__Rows from a dataset for labeling boxes__.
^^^^^^^^^^^^^^^^

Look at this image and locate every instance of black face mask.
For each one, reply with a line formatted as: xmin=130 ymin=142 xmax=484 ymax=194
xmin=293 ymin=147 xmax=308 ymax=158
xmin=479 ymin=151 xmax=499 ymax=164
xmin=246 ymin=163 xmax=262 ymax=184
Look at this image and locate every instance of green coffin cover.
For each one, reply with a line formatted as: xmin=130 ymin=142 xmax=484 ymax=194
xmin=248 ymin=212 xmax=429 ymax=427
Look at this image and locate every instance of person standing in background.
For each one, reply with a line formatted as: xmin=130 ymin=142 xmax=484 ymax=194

^^^^^^^^^^^^^^^^

__Set problem__. List every line of the records that contains the string "Look", matching case exactly.

__Written response__.
Look at this image and locate every instance of black face mask.
Look at this image and locate every instance of green coffin cover.
Look at this image and locate every instance of person standing in background.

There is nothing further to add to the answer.